Document passage:
——
People who live in countries where disease is rife may have lower IQs because they have to divert energy away from brain development to fight infections, scientists in the US claim.
The controversial idea might help explain why national IQ scores differ around the world, and are lower in some warmer countries where debilitating parasites such as malaria are widespread, they say.
Researchers behind the theory claim the impact of disease on IQ scores has been under-appreciated, and believe it ranks alongside education and wealth as a major factor that influences cognitive ability.
Attempts to measure intelligence around the world are fraught with difficulty and many researchers doubt that IQ tests are a suitable tool for the job. The average intelligence of a nation is likely to be governed by a complex web of interwoven factors.
The latest theory, put forward by Randy Thornhill and others at the University of New Mexico, adds disease to a long list of environmental and other issues that may all play a role in determining intelligence. Thornhill made the news in 2000, when he coauthored a provocative book called A Natural History of Rape in which he argues that sexual coercion emerged as an evolutionary adaptation.
——
Image-backed grounding data:
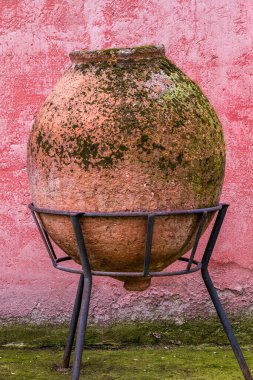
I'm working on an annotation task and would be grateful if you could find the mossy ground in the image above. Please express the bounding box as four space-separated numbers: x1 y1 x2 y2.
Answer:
0 319 253 380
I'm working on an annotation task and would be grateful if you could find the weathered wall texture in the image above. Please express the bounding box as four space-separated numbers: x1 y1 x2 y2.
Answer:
0 0 253 322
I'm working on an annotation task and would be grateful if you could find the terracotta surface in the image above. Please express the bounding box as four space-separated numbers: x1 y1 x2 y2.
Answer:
28 46 225 290
0 0 253 323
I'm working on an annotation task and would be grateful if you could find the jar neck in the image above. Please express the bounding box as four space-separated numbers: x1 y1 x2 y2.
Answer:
69 45 165 63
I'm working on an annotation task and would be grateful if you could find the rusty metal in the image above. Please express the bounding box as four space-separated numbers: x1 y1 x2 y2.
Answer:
29 204 253 380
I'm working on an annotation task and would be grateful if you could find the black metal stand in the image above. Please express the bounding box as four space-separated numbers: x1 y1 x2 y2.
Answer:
29 204 253 380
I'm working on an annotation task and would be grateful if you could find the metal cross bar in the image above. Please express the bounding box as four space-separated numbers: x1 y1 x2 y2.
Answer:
29 204 253 380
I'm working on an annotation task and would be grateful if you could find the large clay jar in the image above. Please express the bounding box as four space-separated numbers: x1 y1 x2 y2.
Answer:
28 46 225 290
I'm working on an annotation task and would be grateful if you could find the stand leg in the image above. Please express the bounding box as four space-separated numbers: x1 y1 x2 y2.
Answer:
202 268 253 380
72 277 92 380
63 274 84 368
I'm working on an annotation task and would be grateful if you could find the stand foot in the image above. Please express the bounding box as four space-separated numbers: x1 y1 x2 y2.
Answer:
71 277 92 380
201 268 253 380
62 274 84 368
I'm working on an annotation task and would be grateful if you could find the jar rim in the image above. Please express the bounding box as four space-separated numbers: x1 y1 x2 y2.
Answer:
69 45 165 63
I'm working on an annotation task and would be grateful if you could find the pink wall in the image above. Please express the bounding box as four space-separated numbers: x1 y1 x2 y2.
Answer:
0 0 253 322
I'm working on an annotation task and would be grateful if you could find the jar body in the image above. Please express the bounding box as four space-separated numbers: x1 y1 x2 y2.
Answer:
28 47 225 290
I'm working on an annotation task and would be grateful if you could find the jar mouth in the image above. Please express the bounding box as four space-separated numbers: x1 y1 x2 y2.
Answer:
69 45 165 63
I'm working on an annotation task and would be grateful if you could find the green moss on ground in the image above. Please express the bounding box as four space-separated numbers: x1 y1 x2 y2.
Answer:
0 318 253 380
0 346 253 380
0 318 253 348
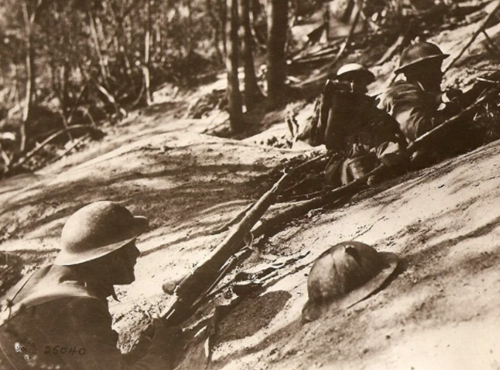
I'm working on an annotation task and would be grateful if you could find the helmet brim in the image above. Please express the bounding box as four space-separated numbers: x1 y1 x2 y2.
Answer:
334 252 398 309
394 54 450 74
302 252 398 323
53 216 148 266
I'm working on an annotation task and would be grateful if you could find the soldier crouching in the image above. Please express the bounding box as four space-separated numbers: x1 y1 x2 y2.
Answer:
0 201 181 370
379 42 462 168
311 63 406 187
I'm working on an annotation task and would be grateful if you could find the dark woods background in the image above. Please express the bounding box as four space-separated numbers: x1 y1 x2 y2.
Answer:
0 0 481 174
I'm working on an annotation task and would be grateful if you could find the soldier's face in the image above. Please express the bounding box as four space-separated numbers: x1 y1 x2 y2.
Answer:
404 59 443 91
110 242 141 285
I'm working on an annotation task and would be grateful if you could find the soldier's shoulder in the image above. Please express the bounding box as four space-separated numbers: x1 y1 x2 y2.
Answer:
378 81 422 107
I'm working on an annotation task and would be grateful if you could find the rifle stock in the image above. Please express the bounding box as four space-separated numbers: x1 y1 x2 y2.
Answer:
160 173 289 326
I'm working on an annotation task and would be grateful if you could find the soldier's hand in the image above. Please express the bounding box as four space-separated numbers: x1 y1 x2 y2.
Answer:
153 319 183 349
377 142 405 167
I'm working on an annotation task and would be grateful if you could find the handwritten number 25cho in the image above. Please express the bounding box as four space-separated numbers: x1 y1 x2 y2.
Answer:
44 346 87 356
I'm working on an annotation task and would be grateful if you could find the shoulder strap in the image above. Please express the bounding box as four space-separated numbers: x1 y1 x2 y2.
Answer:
0 276 97 327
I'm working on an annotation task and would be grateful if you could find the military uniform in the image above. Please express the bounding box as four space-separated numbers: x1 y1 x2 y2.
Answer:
0 201 181 370
0 265 180 370
311 81 405 186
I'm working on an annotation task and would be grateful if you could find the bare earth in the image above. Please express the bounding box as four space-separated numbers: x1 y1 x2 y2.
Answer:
0 18 500 370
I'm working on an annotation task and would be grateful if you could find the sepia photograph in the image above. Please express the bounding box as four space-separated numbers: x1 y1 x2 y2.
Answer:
0 0 500 370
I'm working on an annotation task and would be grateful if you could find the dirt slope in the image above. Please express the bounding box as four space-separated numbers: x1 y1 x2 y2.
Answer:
0 7 500 370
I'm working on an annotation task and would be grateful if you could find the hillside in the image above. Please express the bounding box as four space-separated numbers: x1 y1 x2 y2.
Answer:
0 3 500 370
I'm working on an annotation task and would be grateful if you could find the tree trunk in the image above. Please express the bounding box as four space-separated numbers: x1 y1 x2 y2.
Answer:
241 0 264 110
19 1 41 153
218 0 227 58
88 10 109 86
226 0 245 132
142 0 153 105
267 0 288 109
206 0 224 63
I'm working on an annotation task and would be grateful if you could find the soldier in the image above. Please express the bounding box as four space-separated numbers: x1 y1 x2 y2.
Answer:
311 63 405 187
0 201 180 370
378 42 461 167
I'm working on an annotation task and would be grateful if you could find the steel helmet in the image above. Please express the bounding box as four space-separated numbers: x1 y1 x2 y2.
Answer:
54 201 148 266
302 241 398 322
395 41 450 73
337 63 375 85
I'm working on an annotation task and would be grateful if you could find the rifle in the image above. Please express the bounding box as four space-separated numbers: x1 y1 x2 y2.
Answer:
160 155 324 326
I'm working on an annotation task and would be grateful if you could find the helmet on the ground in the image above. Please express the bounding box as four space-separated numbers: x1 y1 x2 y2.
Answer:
54 201 148 266
395 41 450 73
337 63 375 85
302 241 398 322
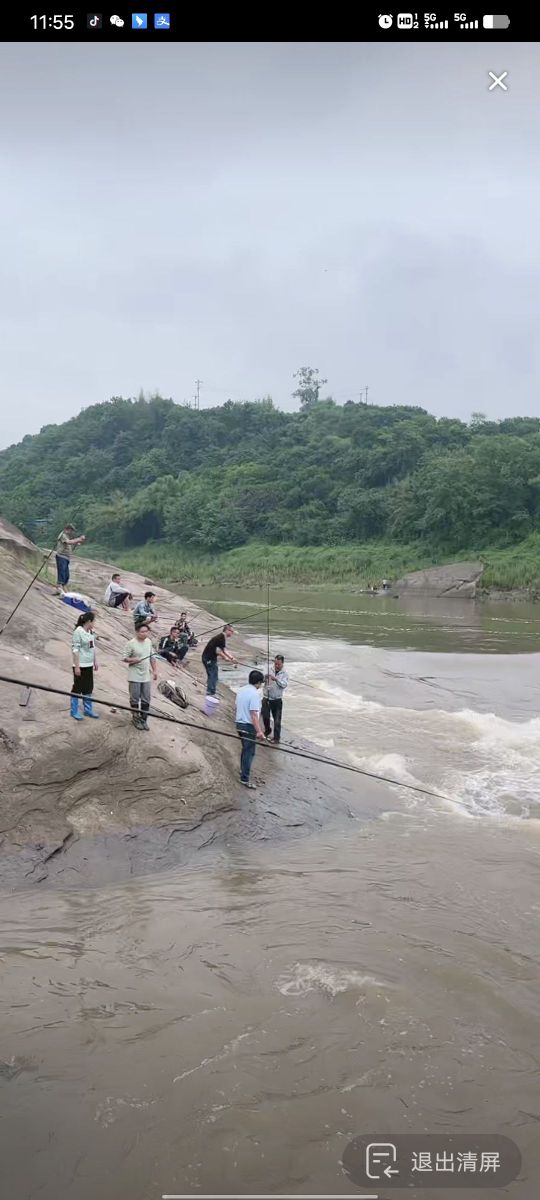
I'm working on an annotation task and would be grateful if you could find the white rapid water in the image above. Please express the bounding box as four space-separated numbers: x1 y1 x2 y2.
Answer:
246 637 540 820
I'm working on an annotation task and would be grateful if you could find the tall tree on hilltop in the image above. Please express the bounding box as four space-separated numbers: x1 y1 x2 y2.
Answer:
293 367 328 413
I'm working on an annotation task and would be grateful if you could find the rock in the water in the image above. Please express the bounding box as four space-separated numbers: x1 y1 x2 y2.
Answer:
394 563 484 600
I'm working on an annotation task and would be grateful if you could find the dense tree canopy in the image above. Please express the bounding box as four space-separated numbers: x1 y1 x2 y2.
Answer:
0 391 540 552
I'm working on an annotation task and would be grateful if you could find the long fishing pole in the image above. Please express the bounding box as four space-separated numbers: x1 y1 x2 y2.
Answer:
0 674 452 804
0 546 54 637
197 604 287 637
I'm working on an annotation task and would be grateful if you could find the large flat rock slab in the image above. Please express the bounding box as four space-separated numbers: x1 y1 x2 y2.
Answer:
395 562 484 600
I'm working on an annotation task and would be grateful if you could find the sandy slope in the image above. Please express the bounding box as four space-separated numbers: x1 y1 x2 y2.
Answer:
0 524 362 884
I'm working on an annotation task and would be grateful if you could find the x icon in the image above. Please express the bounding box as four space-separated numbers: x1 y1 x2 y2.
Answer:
487 71 508 91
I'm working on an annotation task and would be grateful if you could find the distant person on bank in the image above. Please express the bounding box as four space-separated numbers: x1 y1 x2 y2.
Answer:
133 592 157 630
236 671 264 790
262 654 289 742
176 612 197 646
124 625 157 730
103 574 133 612
56 524 86 592
202 625 238 696
71 612 97 721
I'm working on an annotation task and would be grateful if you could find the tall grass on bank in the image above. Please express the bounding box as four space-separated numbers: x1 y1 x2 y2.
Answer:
79 534 540 593
78 542 434 587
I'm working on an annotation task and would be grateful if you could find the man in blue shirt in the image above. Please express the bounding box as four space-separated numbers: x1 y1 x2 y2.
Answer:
133 592 157 630
236 671 264 791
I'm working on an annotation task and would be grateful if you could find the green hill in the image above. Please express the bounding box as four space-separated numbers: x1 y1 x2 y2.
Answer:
0 389 540 586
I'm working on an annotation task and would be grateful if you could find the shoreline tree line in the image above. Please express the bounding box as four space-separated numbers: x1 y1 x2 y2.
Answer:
0 367 540 553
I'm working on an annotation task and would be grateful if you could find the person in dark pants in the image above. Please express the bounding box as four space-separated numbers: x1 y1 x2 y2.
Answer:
236 671 264 790
71 612 97 721
158 625 190 667
202 625 238 696
124 625 157 731
56 524 85 592
262 654 289 742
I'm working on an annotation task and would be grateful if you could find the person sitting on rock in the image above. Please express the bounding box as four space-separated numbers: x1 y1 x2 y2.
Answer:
158 625 187 667
71 612 98 721
103 574 133 612
133 592 157 630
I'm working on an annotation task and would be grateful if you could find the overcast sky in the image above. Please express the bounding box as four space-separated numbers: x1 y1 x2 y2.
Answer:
0 43 540 445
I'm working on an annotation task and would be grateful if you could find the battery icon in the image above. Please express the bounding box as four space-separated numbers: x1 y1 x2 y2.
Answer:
482 14 510 29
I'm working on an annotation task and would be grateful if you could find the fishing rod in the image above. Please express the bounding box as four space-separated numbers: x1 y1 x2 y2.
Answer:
0 546 54 637
0 674 452 804
197 601 292 637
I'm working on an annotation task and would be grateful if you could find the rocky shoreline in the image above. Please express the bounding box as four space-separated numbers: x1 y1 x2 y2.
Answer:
0 523 370 888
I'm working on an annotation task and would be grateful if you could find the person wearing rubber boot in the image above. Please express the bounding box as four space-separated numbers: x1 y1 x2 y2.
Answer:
124 625 157 730
71 612 98 721
262 654 289 742
236 671 264 791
——
Directions for this task:
Continue the article about disease and national IQ scores, starting after its last sentence.

Response to the exercise:
Writing in the journal, Proceedings of the Royal Society, Thornhill and his colleagues explain that children under five devote much of their energy to brain development. When the body has to fight infections, it may have to sacrifice brain development, they say.
"The effect of infectious disease on IQ is bigger than any other single factor we looked at," said Chris Eppig, lead author on the paper. "Disease is a major sap on the body's energy, and the brain takes a lot of energy to build. If you don't have enough, you can't do it properly."